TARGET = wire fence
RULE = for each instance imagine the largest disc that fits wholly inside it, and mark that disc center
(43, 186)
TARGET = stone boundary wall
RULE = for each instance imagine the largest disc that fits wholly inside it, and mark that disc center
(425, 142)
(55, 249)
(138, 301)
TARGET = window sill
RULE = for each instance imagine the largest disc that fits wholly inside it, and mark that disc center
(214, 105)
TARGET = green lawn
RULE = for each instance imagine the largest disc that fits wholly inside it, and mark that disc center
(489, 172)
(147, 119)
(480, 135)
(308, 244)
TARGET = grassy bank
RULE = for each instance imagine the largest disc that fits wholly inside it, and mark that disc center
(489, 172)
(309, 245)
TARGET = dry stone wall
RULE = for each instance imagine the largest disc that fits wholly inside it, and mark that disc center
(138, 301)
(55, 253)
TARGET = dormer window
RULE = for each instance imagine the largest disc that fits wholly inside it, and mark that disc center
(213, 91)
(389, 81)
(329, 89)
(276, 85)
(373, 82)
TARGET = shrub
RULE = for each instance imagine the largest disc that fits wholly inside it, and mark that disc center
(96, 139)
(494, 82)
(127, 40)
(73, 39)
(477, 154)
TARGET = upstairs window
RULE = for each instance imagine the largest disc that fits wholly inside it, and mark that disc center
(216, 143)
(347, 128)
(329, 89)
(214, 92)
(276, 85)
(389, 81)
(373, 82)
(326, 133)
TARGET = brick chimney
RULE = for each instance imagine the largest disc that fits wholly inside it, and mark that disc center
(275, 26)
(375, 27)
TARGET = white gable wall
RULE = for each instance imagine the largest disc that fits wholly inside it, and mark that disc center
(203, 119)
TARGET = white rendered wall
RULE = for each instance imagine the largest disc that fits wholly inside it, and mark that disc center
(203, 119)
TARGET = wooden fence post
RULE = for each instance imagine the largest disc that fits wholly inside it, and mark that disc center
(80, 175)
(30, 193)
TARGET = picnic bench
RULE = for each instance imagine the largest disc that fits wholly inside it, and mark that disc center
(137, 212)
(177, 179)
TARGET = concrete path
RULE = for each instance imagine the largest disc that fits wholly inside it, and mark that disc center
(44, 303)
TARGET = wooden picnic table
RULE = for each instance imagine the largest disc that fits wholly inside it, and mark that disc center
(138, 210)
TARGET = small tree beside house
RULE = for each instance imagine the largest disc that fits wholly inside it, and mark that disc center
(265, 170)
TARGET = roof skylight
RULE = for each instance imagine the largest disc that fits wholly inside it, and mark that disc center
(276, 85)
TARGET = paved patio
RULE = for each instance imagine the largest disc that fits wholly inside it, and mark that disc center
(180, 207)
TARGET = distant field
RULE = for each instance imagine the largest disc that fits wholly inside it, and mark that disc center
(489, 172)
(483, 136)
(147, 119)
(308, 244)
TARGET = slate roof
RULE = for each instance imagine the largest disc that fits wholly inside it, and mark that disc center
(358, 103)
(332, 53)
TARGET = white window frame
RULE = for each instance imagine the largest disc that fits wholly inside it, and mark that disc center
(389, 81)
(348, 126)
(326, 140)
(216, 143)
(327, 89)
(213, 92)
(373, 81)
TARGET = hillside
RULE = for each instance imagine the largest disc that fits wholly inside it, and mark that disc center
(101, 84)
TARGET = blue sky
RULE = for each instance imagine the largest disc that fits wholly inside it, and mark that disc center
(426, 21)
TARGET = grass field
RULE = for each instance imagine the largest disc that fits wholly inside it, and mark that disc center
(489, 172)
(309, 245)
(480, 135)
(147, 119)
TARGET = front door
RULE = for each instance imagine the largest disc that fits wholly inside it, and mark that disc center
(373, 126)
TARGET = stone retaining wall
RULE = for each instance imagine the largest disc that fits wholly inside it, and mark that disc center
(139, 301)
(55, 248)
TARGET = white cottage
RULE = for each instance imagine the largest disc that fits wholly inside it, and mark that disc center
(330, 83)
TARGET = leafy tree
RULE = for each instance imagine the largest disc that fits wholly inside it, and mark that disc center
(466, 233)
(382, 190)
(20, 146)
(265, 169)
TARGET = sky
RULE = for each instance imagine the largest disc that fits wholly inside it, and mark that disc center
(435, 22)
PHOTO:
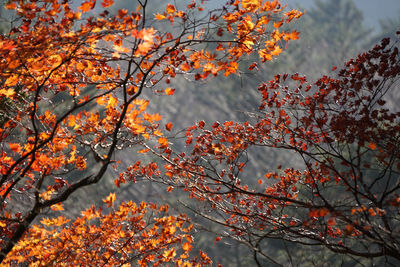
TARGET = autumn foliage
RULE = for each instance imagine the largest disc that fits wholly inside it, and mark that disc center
(70, 87)
(347, 196)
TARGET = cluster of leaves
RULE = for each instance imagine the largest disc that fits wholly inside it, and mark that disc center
(346, 198)
(77, 79)
(143, 233)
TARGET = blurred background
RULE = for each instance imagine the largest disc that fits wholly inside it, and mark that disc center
(331, 32)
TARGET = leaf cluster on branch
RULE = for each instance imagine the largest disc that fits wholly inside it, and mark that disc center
(70, 83)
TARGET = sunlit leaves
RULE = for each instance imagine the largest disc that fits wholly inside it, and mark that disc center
(145, 232)
(72, 76)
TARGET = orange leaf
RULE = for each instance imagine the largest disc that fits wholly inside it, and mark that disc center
(107, 3)
(168, 126)
(169, 91)
(171, 8)
(109, 200)
(160, 17)
(372, 146)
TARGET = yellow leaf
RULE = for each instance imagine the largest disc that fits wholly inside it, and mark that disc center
(160, 17)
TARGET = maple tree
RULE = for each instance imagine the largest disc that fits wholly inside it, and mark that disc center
(347, 196)
(70, 85)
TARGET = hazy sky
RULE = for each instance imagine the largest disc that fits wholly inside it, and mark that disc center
(374, 10)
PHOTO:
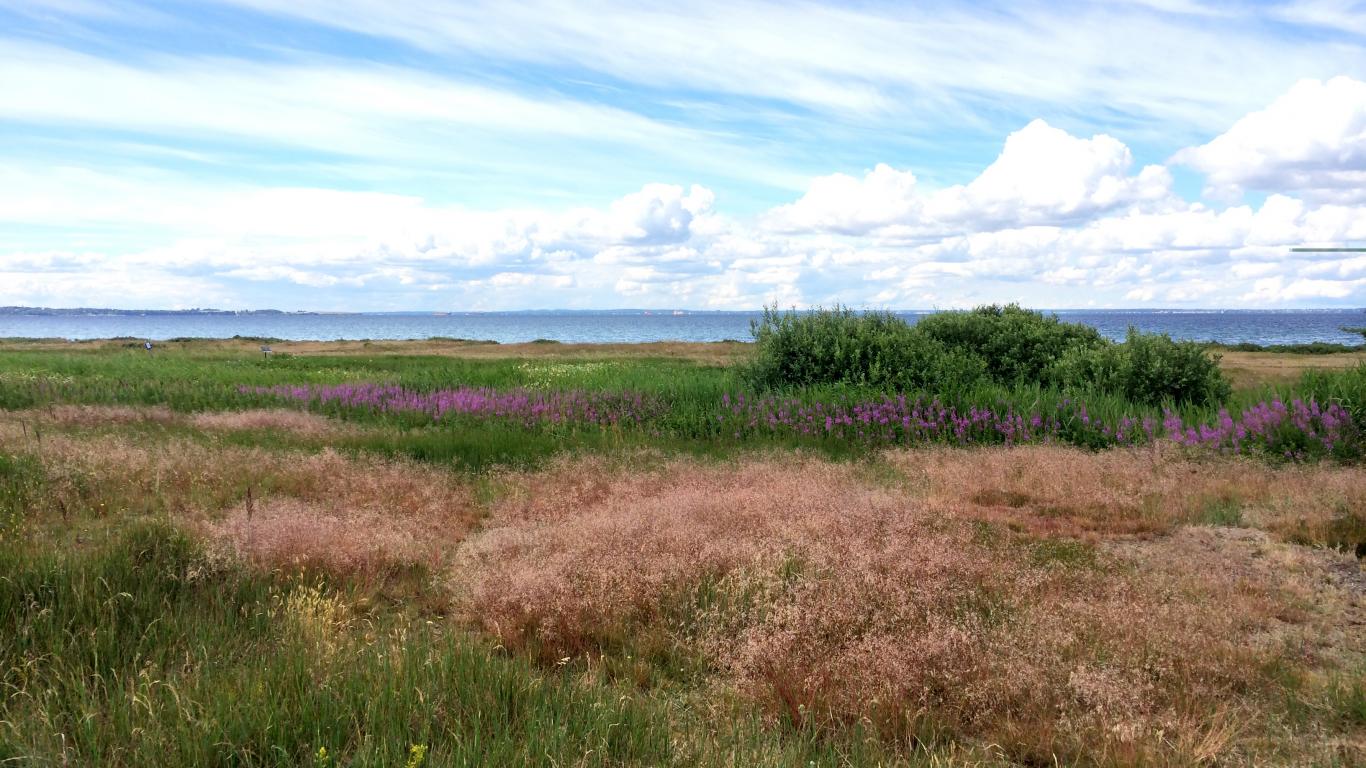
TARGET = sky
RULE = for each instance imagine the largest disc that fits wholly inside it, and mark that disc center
(455, 156)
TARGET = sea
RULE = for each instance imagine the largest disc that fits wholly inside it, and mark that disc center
(1230, 327)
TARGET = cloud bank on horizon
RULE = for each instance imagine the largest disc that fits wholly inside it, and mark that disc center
(355, 155)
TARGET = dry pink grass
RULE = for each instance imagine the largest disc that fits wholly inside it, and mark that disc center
(1063, 491)
(320, 509)
(829, 599)
(351, 514)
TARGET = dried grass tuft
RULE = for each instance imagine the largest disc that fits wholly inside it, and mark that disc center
(909, 608)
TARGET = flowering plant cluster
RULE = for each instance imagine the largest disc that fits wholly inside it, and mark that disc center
(1297, 429)
(1294, 431)
(526, 406)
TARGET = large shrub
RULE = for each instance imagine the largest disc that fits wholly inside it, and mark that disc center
(1019, 346)
(1148, 368)
(842, 346)
(952, 351)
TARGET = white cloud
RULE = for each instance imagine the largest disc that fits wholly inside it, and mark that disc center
(1310, 141)
(1044, 175)
(880, 60)
(1089, 231)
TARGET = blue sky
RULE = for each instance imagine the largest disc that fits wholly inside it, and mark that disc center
(372, 155)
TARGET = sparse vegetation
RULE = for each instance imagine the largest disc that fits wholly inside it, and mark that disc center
(191, 574)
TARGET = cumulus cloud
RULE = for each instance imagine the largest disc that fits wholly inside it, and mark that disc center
(1055, 220)
(1312, 141)
(1044, 175)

******************************

» JOB:
Set down all of the items above without any alteration, leaving out the pictures.

» PROBLEM SOLUTION:
TARGET = wire fence
RULE = for each instance imagine the largest disc that fits wholly inside it, and mark that disc center
(43, 186)
TARGET = stone boundary wall
RULE = for each instance imagine the largest disc that fits wholly inside it, and mark that disc center
(425, 142)
(55, 249)
(138, 301)
TARGET = window sill
RULE = for each instance imagine the largest disc that fits wholly inside it, and mark that disc center
(214, 105)
TARGET = green lawn
RULE = for each instance imagine the largest disc that fits wholly inside it, and mark that disc center
(489, 172)
(147, 119)
(480, 135)
(308, 244)
TARGET = grassy bank
RULE = for each instance imagine the largest disc that fits wholly inside it, and mark that disc center
(489, 172)
(309, 245)
TARGET = dry stone wall
RULE = for each instance imagine the largest disc that fits wholly inside it, and mark that disc center
(138, 301)
(55, 253)
TARGET = dormer window
RULE = for each instance imagine the largest disc that fits wholly inside it, and mark that disc center
(213, 91)
(389, 81)
(329, 89)
(276, 85)
(373, 82)
TARGET = shrub
RULE = for each instance imagine the largest disc that fits wholly inside it, and mark that disc center
(96, 139)
(494, 82)
(127, 40)
(73, 39)
(477, 154)
TARGET = upstairs window
RULE = for each instance imagine the largest disc that fits wholly inside it, and mark that disc center
(216, 143)
(347, 128)
(329, 89)
(214, 92)
(276, 85)
(389, 81)
(373, 82)
(326, 133)
TARGET = brick chimney
RULE = for each instance imagine the largest disc that fits wholly inside it, and mark that disc center
(275, 26)
(375, 27)
TARGET = white gable wall
RULE = for each instance imagine the largest disc that fits wholly inside it, and mark that disc center
(203, 119)
TARGET = white rendered wall
RULE = for each instance imagine the largest disc that fits wholly inside it, and mark that disc center
(203, 119)
TARGET = wooden fence post
RULE = for each instance imagine the largest disc that fits wholly inside it, and mark that disc center
(80, 175)
(30, 193)
TARGET = picnic bench
RULE = for each instance imagine the largest disc that fits wholly inside it, and mark that disc center
(137, 212)
(177, 179)
TARGET = concrete path
RULE = for each instance imagine the largest disc that fits wholly inside it, and mark that disc center
(44, 303)
TARGET = wooden picnic table
RULE = for each instance imagine the largest disc that fits wholly inside it, and mark that disc center
(138, 210)
TARGET = small tree beside house
RULE = for each instance imagine the largest disc that fits wholly inside it, and mark that disc center
(265, 170)
TARGET = roof skylight
RULE = for each instance imagine the largest disc that fits wholly inside it, and mark that disc center
(276, 85)
TARGET = paved patio
RULE = for each instance imagine the largest disc that fits wholly inside it, and mark that disc center
(180, 207)
TARGET = distant field
RULE = for each instance imagine the largest disc that fits wholly inside it, and mark that disc center
(489, 172)
(483, 136)
(147, 119)
(308, 244)
TARGET = slate roof
RULE = for each instance imagine the largest disc that fits wholly inside it, and mark that disc center
(358, 103)
(332, 53)
TARGET = white window frame
RULE = for each instance imagine the largest disc that fits wholly inside it, and mark that disc center
(389, 81)
(348, 126)
(326, 140)
(216, 143)
(327, 89)
(213, 92)
(373, 81)
TARGET = hillside
RULE = for each instance imagine the largest disc that fits wholly inside it, and mark that disc center
(101, 84)
TARGET = blue sky
RULE = for each instance imagine the largest disc that fits wholly inside it, and mark that disc center
(426, 21)
TARGET = grass field
RULE = for each instance imagine the largest disc that fits wholly inside it, and mark that disc center
(489, 172)
(309, 245)
(480, 135)
(147, 119)
TARGET = front door
RULE = for each instance imagine the largest disc that fits wholly inside it, and mark that disc center
(373, 126)
TARGET = stone retaining wall
RULE = for each instance imagine the largest disc that fits wholly inside it, and mark that disc center
(139, 301)
(55, 248)
TARGET = white cottage
RULE = for each instance imagine the largest disc that fits wholly inside it, and mark that disc center
(330, 83)
TARGET = leafy tree
RULE = for each instance imagine the largest disc that fits wholly inside it, and mark that disc center
(466, 233)
(382, 190)
(20, 146)
(265, 169)
TARGET = sky
RULE = for each instance imagine the largest disc that fits wholly inside it, and mark that disc center
(435, 22)
PHOTO:
TARGET = autumn foliage
RULE = for each instance imagine the largest disc that fits wholly inside it, and mark that disc center
(70, 87)
(347, 196)
TARGET = cluster of leaves
RULE = for each instance imagine the largest disc that fits wholly inside it, and mark that disc center
(346, 198)
(77, 79)
(143, 233)
TARGET = blurred background
RULE = for each instance imagine the largest disc that fits wholly inside it, and mark that disc center
(331, 32)
TARGET = leaf cluster on branch
RULE = for each instance imagine the largest disc that fits wholly inside it, and mark that disc center
(70, 83)
TARGET = sunlit leaves
RULE = for each instance imagine the largest disc that fits wholly inside it, and mark that disc center
(145, 232)
(72, 76)
TARGET = orange leaf
RULE = for each instance imagine the largest disc that fits wholly inside it, and mark that disc center
(107, 3)
(168, 126)
(169, 91)
(171, 8)
(109, 200)
(160, 17)
(372, 146)
TARGET = yellow leaf
RULE = for each instance imagine the largest disc that fits wholly inside it, and mark that disc center
(160, 17)
TARGET = maple tree
RULE = for each instance imagine the largest disc that fits wholly inside it, and mark that disc center
(347, 196)
(70, 85)
TARGET = hazy sky
RULE = for each instance imagine the largest disc that fits wholly inside it, and mark that disc center
(374, 10)
PHOTO:
TARGET = sky
RULE = for each instance imagine the largest disc that fits wholly inside it, and mark that disc center
(455, 156)
TARGET = sea
RULE = for each instance imagine the largest disc that fits wholly inside it, and mark that disc center
(1230, 327)
TARGET = cloud bank on horizon
RULE = for each instance imagine the largest disc that fits wholly inside it, and mark that disc center
(355, 155)
TARGET = dry pink grass
RULE = for each instance imagine the largest disc that fits wholly inside it, and mark that disc center
(1063, 491)
(320, 509)
(829, 599)
(351, 514)
TARGET = dried grass tuft
RULE = for each instance imagine the largest disc that fits wholly inside it, and mark that disc center
(909, 608)
TARGET = flowering plant cluster
RULE = for each instance imagine the largest disc that fits wholly inside it, and mark that disc center
(1297, 429)
(1294, 431)
(526, 406)
TARGET = large shrub
RULE = for each instance imagine the largest disc that fits wholly inside it, and mark that disc center
(1019, 346)
(1148, 368)
(842, 346)
(952, 351)
TARGET = white cloud
RULE = for each instance imagine the largest disc that fits wholly inside it, and mark that disc center
(1310, 141)
(1044, 175)
(880, 60)
(1089, 231)
TARGET = blue sky
RULE = for each instance imagine the largest disc that fits wholly inside it, and mark that disc center
(372, 155)
TARGET = sparse vegetation
RULE = for each instance imagine the largest disc that fits wholly inside it, and mark that disc center
(191, 574)
TARGET = cumulus cloud
RULE = for each instance imagine the largest disc that fits wholly inside it, and mark that disc center
(1055, 220)
(1312, 141)
(1044, 175)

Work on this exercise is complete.